(Directives):
(a) List the drum kits and the manufacturer named in the drum kit review.
(b) Retype the drum kit review word for word, everything from "It’s also way, way" down to "this kit is.".

(Text block):
☆ ☆ ☆ ☆ ☆ ☆ ☆
September 19, 2011

Ion Drum Rocker Review

It’s hard to believe I linked to first review of the premium $299 Ion Drum Rocker almost three years ago!

Although I’ve been happy with the Rock Band 3 Pro drumkit (with cymbals), I finally decided to take my drumming to the next level and adopt the Ion Drum Rocker kit. One advantage of waiting this long, at least — the kit that was originally $299 is now only $249.

The Ion Drum Rocker, although super premium by gaming standards, is extremely low end in the real world of drums. I knew that, and I wasn’t expecting much when I unpacked the (zillion!) boxes. But my first reaction to the Ion Drum Rocker was “wow, this thing is rock solid”. It’s a huge step up in quality, construction, and feel from a stock Rock Band 3 pro drumkit. Consider that you’re going from this:

rock band 3 pro drumkit with cymbals and dual pedals

to this:

It is, in a word, beefy. One of the reasons I upgraded is because our 2.5 year old son enjoys whacking on the drums with us, and I wasn’t convinced the stock kit could continue to survive his tender mercies for a whole lot longer. Well, there’s no way any toddler can harm this Ion kit; it’s all ridged aluminum frame and multi-point bolted joints.

It’s also way, way more complicated than the simple Rock Band 3 kit. Check out the assembly diagram, below (click through for a larger version):

Here’s a full visual inventory of all the parts in the box. And after building it up, you’re not done — you still have to connect everything together, and that’s one distinct wire for …

… eight wires and eight connections all told, as you can see in this visual diagram.

Alesis, the underlying manufacturer, is known for inexpensive but good quality electronic drum kits; the Ion Drum Rocker is effectively their most inexpensive electronic kit. Given the heritage, it is every bit as reliable and satisfying to play as you might expect. That part didn’t surprise me. What did surprise me, however, was how ridiculously configurable this kit is.
☆ ☆ ☆ ☆ ☆ ☆ ☆
(Records provided):
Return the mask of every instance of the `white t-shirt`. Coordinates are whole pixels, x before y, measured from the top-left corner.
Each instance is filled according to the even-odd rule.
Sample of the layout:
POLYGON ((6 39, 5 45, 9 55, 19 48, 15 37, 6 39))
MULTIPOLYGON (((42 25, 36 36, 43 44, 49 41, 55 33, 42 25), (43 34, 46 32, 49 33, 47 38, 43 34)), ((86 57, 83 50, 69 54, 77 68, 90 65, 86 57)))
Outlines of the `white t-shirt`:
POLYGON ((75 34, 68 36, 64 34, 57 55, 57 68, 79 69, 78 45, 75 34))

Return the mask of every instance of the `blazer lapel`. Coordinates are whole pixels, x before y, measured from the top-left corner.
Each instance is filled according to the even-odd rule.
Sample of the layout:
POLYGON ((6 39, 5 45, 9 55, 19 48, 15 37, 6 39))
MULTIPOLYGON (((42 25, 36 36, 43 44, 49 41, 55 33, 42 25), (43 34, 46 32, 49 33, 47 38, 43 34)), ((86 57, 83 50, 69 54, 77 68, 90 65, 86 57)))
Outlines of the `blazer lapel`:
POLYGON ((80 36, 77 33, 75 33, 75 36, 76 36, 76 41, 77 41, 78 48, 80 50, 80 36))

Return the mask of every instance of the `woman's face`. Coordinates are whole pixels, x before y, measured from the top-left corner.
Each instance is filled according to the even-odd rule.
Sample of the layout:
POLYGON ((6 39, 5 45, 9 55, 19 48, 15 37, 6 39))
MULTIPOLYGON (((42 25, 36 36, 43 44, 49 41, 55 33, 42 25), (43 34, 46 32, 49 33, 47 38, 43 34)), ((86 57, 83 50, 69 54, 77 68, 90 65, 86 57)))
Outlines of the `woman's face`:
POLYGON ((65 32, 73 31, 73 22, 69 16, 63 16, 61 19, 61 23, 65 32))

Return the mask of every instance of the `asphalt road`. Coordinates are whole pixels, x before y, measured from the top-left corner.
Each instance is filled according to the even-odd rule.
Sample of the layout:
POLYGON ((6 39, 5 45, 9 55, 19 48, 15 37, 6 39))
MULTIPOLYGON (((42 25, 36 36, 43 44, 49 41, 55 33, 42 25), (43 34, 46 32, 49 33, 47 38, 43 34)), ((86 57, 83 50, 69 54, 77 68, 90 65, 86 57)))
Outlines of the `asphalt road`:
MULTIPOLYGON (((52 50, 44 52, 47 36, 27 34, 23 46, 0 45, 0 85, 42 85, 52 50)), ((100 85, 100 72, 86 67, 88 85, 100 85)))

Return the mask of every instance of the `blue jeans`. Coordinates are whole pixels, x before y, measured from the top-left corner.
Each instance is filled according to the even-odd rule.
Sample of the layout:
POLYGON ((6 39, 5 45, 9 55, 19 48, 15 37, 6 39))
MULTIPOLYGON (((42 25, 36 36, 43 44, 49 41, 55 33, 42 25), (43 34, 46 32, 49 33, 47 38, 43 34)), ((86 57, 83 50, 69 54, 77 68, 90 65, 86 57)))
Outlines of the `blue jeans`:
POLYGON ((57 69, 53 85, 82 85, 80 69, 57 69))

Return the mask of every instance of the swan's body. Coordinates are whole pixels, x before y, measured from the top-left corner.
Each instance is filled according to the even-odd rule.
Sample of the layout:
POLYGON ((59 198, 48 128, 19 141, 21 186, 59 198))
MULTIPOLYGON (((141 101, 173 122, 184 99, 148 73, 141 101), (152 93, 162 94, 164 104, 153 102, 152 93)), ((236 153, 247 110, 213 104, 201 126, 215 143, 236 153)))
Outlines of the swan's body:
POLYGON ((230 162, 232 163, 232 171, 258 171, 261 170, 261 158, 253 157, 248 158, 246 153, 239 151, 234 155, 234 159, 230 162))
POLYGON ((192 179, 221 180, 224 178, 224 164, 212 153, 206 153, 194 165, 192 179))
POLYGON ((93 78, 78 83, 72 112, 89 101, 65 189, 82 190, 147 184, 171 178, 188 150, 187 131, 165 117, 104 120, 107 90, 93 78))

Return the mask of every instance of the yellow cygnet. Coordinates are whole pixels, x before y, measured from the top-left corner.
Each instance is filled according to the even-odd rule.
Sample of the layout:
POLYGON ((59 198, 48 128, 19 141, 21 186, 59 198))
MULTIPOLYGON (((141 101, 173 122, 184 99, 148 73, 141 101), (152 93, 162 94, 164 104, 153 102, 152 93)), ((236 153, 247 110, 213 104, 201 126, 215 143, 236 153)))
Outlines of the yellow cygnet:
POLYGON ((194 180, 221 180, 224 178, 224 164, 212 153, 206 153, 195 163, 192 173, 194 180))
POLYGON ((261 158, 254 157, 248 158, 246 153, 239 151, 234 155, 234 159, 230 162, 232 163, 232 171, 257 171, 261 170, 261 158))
☆ ☆ ☆ ☆ ☆ ☆ ☆
(Answer list):
(a)
Drum kits: Ion Drum Rocker; Rock Band 3 Pro drumkit
Manufacturer: Alesis

(b)
It’s also way, way more complicated than the simple Rock Band 3 kit. Check out the assembly diagram, below (click through for a larger version):

Here’s a full visual inventory of all the parts in the box. And after building it up, you’re not done — you still have to connect everything together, and that’s one distinct wire for …

… eight wires and eight connections all told, as you can see in this visual diagram.

Alesis, the underlying manufacturer, is known for inexpensive but good quality electronic drum kits; the Ion Drum Rocker is effectively their most inexpensive electronic kit. Given the heritage, it is every bit as reliable and satisfying to play as you might expect. That part didn’t surprise me. What did surprise me, however, was how ridiculously configurable this kit is.